The request:
Please convert the items below into a two-column CSV with the header item_text,answer and one row per item. Put each item's text and its answer in a single quoted field, replacing any line breaks with spaces.

Stored data:
-- BEGIN --
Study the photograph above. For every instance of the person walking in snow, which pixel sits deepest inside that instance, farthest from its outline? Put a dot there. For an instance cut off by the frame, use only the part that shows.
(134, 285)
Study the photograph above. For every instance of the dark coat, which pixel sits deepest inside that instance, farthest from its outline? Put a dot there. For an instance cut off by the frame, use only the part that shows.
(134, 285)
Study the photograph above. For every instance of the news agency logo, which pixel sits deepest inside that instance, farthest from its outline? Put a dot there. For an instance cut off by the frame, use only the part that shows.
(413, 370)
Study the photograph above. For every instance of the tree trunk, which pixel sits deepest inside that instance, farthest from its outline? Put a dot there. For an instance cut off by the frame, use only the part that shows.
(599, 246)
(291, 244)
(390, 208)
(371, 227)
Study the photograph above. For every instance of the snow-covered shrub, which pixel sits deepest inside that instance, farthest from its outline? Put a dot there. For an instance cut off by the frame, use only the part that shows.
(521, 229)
-- END --
Complete response:
item_text,answer
"Study the photograph above. For every instance of the person walking in snow, which pixel sits deepest inside that instance, farthest from its outline? Put a dot there. For an instance cut off by the frame, use only the part that shows.","(134, 285)"
"Study the photograph above. For every instance of the dark coat, which pixel sits deepest inside that instance, farthest from its outline? Put a dot there. For an instance cut off by the frame, use only the part that shows.","(134, 285)"
"Study the photograph above. For every instance of the news agency logo, which pixel sits deepest inside that instance, farthest from its outline? Put a dot there. For an instance cut off by the frame, use only the part that shows.","(413, 370)"
"Study the photograph above. For every instance of the tree trunk, which pixel sits deepest inside that instance, farthest from its outline? Put a dot there. For an instance cut off by the frame, use only the part that shows.","(599, 246) (291, 244) (390, 208) (371, 227)"
"Study the photograph above. For every instance of the snow-covered shrub, which pixel sits deepest inside that instance, farthest from its outline? Put a dot there. For an instance cut off by the frame, use only the part that shows.","(521, 229)"